■ **Selected excerpt**
The weekend's news out of Libya sends me on a pilgrimage to the basement, where a musty corner reveals a plastic bin packed away in the 1980s and marked “Burt's stuff.”

I pry off the lid and stare directly into the bruised and bloodied face of my “Moammar Gadhafi Football.” My girlfriend (now my wife of 23 years) bought it as a gift for me in 1985 because it was so goofy. Who puts the likeness of an African dictator on a football? Although, now that I think about it, I probably would have bought an Idi Amin pigskin in the 1970s if one were available.

My adult sensibilities were neither sensible nor sensitive when I was in my 20s, and that lingered almost until the end of my 30s. Two months after Princess Di died when her speeding car crashed into a wall in a Paris tunnel, I committed an egregious affront to human decency by serving up “Diana Wallbanger” drinks for a “news of the year” Halloween party.

Today, however, I find a novelty item designed to turn a murderous dictator into a sight gag or a beverage mocking a young mom's fatal car crash to be in extremely poor taste.

There are, of course, plenty of Americans to pick up the mantle of bad taste.

“Celebrate the return of the biggest villain of the 1980s that wasn't in a ‘Rocky' movie with the Gadhafi mask,” reads one pitch for an $18.95 mask of the dead dictator. Even before Gadhafi's death, Internet merchants were hawking Gadhafi masks as the must-have Halloween costume for 2011. They apparently now are more popular than the Osama bin Laden masks, which got a bump from his death in May, but can now be found on clearance for $15.97. Still, a dead bin Laden probably will do better this Halloween than the Saddam Hussein get-up, complete with a noose, which has been hanging around since Halloween 2007.

Celebrity masks are the lazy, hot and itchy approach to Halloween, but the suburbs will sport plenty of homemade Gadhafis and bin Ladens this Halloween.

“People still do it. That will be anyone in their 20s and 30s all the way up to people in their 50s,” says Orrion Ferguson, a co-owner of the Costume & Magic Outlet in West Dundee. “That kind of falls into the terrorist category. People will do them.” Some want to add gore to their get-up, “and we'll sell them the makeup to do that.”

■ **Written instruction 1**
According to the column on Gadhafi masks, in what year did the writer's girlfriend buy the "Moammar Gadhafi Football" as a gift?
■ **Written instruction 2**
Carry on the column on Gadhafi masks from its final sentence, keeping its voice.

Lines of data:
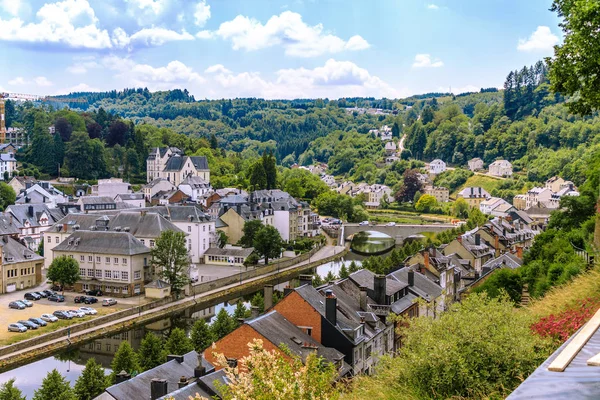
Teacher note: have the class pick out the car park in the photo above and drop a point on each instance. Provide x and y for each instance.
(76, 313)
(17, 305)
(17, 328)
(49, 318)
(26, 302)
(38, 321)
(28, 324)
(109, 302)
(32, 296)
(62, 314)
(88, 310)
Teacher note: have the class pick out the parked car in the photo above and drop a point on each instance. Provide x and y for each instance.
(88, 310)
(28, 324)
(76, 313)
(26, 302)
(32, 296)
(62, 314)
(109, 302)
(49, 318)
(17, 328)
(17, 305)
(38, 321)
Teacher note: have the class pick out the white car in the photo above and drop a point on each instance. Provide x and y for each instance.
(88, 310)
(76, 313)
(49, 318)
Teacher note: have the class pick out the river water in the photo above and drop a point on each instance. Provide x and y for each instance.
(70, 364)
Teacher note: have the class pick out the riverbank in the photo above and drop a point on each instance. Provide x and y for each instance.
(46, 345)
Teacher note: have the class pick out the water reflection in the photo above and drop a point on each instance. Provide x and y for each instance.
(372, 243)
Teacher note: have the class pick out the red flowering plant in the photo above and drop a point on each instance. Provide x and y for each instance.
(561, 326)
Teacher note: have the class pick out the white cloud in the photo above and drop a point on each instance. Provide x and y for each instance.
(202, 13)
(541, 40)
(289, 31)
(69, 22)
(217, 68)
(425, 61)
(19, 80)
(11, 6)
(42, 81)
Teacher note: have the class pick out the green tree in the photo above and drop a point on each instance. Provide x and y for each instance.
(7, 195)
(64, 270)
(170, 259)
(8, 391)
(202, 336)
(178, 343)
(92, 381)
(54, 387)
(268, 243)
(150, 353)
(574, 67)
(250, 229)
(222, 325)
(125, 359)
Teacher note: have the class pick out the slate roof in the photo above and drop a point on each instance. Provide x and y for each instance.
(138, 387)
(102, 242)
(215, 251)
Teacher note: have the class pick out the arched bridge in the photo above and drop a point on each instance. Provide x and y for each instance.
(399, 232)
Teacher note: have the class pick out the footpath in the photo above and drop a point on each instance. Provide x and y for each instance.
(43, 348)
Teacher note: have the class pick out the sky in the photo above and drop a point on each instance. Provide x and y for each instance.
(274, 49)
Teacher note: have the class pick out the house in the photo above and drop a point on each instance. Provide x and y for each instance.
(19, 183)
(136, 200)
(96, 203)
(437, 166)
(501, 168)
(229, 256)
(111, 187)
(475, 164)
(276, 333)
(194, 187)
(474, 196)
(441, 194)
(113, 262)
(32, 220)
(151, 189)
(335, 319)
(21, 267)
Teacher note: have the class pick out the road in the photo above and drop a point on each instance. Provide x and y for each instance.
(47, 347)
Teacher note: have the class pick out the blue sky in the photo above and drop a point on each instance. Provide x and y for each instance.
(270, 48)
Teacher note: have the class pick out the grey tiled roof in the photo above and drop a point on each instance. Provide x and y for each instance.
(102, 242)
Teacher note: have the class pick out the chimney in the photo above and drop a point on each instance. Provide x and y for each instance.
(268, 295)
(379, 286)
(363, 298)
(158, 388)
(122, 377)
(331, 307)
(182, 382)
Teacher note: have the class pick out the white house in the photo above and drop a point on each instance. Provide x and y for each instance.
(501, 168)
(437, 166)
(475, 164)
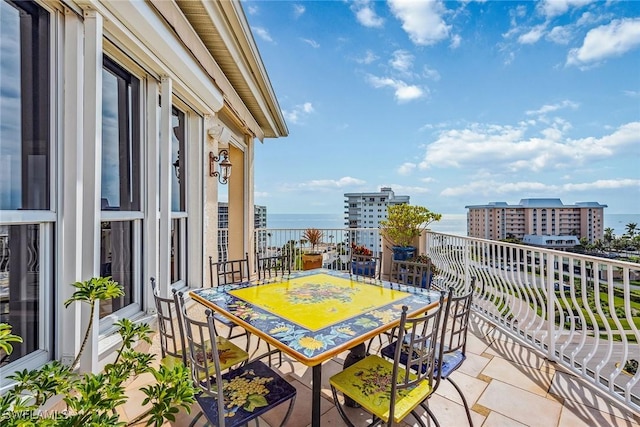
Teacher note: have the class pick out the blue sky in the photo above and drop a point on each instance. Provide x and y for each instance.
(452, 103)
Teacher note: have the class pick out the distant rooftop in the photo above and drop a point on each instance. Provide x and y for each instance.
(539, 203)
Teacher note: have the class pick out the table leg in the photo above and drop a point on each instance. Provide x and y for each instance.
(316, 386)
(356, 354)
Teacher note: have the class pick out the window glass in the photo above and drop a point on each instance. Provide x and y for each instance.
(179, 160)
(120, 139)
(20, 256)
(117, 261)
(175, 249)
(24, 107)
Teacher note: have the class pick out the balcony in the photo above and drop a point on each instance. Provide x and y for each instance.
(506, 383)
(562, 324)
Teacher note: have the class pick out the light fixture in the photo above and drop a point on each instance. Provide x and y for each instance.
(176, 166)
(225, 166)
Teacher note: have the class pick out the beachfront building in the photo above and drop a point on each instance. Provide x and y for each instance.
(537, 217)
(366, 210)
(116, 117)
(259, 221)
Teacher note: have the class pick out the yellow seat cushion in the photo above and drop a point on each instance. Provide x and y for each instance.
(229, 353)
(368, 382)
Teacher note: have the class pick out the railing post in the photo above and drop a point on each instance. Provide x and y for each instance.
(551, 313)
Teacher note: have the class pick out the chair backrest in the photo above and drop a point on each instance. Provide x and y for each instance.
(411, 273)
(229, 272)
(170, 325)
(273, 267)
(419, 345)
(457, 320)
(368, 266)
(203, 356)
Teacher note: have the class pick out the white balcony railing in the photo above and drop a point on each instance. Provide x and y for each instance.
(582, 312)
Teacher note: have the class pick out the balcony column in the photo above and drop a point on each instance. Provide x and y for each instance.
(92, 172)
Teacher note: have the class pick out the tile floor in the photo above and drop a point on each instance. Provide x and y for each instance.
(506, 384)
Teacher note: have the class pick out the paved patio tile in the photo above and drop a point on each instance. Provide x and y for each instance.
(523, 406)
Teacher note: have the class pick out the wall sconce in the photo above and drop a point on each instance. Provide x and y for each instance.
(176, 166)
(225, 166)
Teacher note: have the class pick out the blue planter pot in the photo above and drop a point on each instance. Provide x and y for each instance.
(403, 253)
(426, 285)
(363, 268)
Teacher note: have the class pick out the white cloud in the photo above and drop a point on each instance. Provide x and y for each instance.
(491, 187)
(262, 33)
(298, 113)
(421, 20)
(430, 73)
(605, 41)
(560, 34)
(298, 10)
(553, 8)
(456, 40)
(553, 107)
(402, 60)
(368, 58)
(406, 168)
(403, 91)
(533, 35)
(366, 15)
(332, 183)
(508, 148)
(252, 9)
(311, 43)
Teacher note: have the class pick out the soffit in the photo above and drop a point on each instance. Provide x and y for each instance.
(224, 31)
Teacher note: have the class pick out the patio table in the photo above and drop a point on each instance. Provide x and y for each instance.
(314, 315)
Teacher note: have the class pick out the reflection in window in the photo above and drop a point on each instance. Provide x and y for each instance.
(24, 106)
(120, 139)
(175, 250)
(117, 261)
(20, 286)
(178, 155)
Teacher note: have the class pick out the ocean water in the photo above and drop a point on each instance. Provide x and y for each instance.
(450, 223)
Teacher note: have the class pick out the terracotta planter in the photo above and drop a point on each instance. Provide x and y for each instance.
(311, 261)
(403, 253)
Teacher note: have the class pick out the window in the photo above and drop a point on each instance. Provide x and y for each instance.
(26, 255)
(178, 196)
(120, 231)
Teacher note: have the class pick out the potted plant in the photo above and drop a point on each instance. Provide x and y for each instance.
(403, 225)
(312, 259)
(429, 271)
(362, 262)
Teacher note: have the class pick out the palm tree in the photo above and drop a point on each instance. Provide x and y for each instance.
(90, 291)
(608, 236)
(631, 229)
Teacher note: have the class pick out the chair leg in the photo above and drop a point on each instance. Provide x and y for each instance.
(343, 414)
(464, 400)
(432, 416)
(289, 411)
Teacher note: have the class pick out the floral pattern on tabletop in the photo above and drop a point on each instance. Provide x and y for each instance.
(311, 342)
(314, 293)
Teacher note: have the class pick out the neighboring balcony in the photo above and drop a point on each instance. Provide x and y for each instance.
(581, 312)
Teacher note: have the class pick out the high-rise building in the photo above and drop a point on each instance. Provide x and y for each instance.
(537, 217)
(259, 219)
(366, 210)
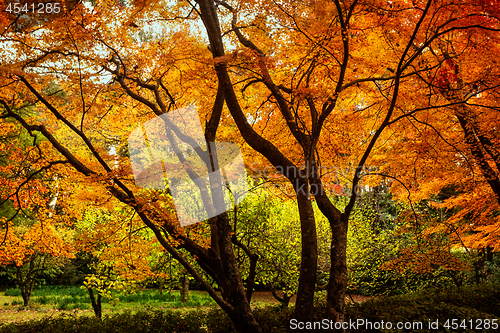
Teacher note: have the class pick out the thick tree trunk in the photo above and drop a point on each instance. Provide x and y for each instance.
(184, 288)
(96, 303)
(304, 305)
(26, 296)
(337, 284)
(231, 283)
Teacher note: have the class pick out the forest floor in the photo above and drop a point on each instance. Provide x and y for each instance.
(10, 312)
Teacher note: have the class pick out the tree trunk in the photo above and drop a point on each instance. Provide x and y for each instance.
(96, 303)
(338, 271)
(184, 287)
(26, 294)
(337, 283)
(304, 305)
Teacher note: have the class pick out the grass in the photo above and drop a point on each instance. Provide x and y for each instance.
(51, 300)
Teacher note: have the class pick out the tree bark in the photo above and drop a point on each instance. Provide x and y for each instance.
(184, 287)
(96, 303)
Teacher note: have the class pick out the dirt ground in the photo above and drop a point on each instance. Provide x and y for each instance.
(267, 297)
(9, 313)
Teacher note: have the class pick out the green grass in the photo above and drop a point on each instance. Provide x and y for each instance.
(73, 297)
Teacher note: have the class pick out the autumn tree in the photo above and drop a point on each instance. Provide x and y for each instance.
(308, 85)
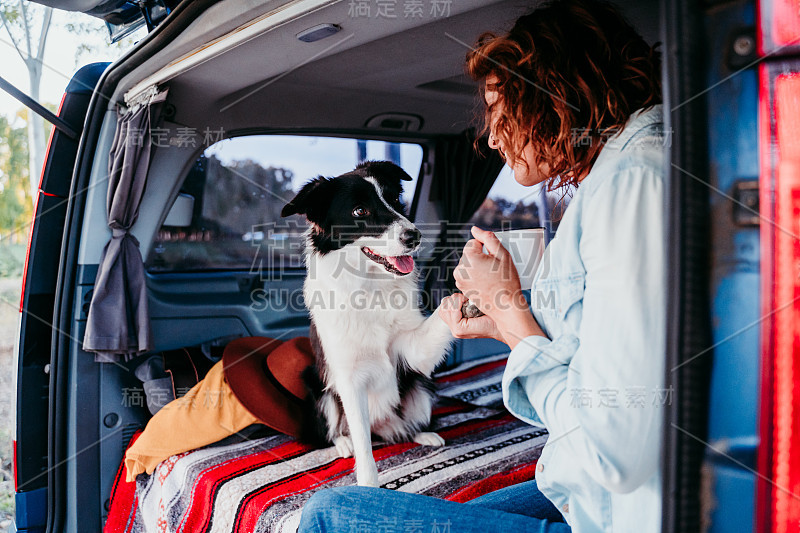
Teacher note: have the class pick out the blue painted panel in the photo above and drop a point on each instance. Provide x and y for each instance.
(31, 509)
(732, 506)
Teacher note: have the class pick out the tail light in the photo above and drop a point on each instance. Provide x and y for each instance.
(36, 205)
(779, 26)
(779, 451)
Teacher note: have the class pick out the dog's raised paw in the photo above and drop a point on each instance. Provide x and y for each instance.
(344, 445)
(428, 438)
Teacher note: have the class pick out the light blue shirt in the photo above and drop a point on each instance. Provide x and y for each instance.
(597, 382)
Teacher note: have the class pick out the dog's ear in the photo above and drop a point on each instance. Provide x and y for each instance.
(384, 170)
(307, 199)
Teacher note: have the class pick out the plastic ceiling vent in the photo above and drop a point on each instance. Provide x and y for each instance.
(396, 122)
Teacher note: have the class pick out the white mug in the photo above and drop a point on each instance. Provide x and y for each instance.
(526, 247)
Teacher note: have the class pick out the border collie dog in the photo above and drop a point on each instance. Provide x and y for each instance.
(374, 349)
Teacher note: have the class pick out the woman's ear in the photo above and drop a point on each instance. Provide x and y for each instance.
(309, 197)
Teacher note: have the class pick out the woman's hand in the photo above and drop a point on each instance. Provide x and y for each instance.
(491, 282)
(466, 328)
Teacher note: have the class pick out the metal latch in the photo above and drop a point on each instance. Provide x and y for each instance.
(745, 205)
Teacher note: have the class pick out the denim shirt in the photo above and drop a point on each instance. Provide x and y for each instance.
(597, 381)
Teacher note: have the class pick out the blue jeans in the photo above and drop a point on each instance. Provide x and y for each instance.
(369, 510)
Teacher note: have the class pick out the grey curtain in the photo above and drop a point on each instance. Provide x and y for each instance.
(118, 323)
(462, 177)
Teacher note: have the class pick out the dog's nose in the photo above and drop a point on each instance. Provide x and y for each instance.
(410, 238)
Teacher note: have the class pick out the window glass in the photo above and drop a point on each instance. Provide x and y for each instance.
(239, 187)
(510, 205)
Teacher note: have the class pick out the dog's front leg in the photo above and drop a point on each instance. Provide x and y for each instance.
(356, 411)
(425, 346)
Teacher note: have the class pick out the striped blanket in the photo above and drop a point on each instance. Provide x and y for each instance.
(259, 480)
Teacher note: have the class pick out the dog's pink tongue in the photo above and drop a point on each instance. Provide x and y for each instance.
(403, 263)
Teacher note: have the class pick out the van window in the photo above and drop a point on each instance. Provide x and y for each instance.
(510, 205)
(239, 187)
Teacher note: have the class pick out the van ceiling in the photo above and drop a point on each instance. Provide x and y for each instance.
(372, 66)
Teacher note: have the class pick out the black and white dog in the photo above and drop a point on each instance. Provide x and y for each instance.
(375, 351)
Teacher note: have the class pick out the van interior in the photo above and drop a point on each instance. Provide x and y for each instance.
(261, 96)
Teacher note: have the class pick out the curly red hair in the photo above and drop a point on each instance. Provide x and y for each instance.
(568, 76)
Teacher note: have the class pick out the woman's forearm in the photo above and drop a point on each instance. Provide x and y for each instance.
(515, 321)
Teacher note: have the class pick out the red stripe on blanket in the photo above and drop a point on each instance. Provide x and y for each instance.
(123, 500)
(470, 372)
(493, 483)
(254, 504)
(208, 482)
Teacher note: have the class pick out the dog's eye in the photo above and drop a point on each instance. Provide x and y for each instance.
(360, 212)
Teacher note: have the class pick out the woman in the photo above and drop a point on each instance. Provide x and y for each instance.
(572, 96)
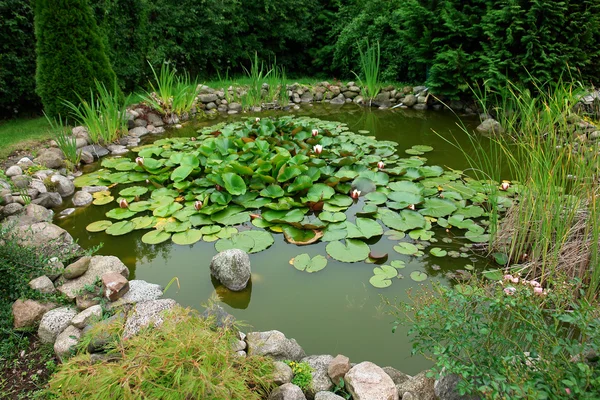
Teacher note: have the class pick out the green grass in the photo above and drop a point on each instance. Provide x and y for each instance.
(22, 134)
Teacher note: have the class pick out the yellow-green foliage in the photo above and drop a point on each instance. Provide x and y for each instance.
(183, 359)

■ **Exercise answer 1**
1985

■ **Exercise answer 2**
That costume can offend on many levels.

“But you go where your client wants to go,” Ferguson says. “Halloween is supposed to be scary, and seeing these terrorists walking around is supposed to put a chill down your back and remind you of how good we have it.”

Some of those 50-year-olds planning to be Gadhafi or bin Laden might be lucky enough to simply alter their Ayatollah Khomeini costumes from 1979. For real-life scares, we simply need to remember that Khomeini's demise set the stage for Iranian President Mahmoud Ahmadinejad, who has yet to achieve Halloween costume status.

The Mar Ray Costume Shop in Palatine, which pulled all its sheik costumes from the shelves for the first Halloween after Sept. 11, 2001, to prevent people from dressing as bin Laden, approaches Halloween costumes in a more “family” style.

“Ours are more traditional. They are not the bad things. They are the good things,” explains manager Cheryl Larson, who says Mar Ray's supply of long robes, tunics and head drapings are more popular after Halloween. “We still have them, and we use them at Christmas for shepherds.”

While dead dictators may be more popular than Charlie Sheen this Halloween, one tyrant never makes the annual transition from real-life scary to Halloween scary — Adolf Hitler.

“No, no, too much baggage there,” Ferguson says. His shop doesn't carry anything with Hitler's likeness or even the infamous Hitler mustache.

“Well, we carry them,” Ferguson says of the mustaches. “But they're called Charlie Chaplins.”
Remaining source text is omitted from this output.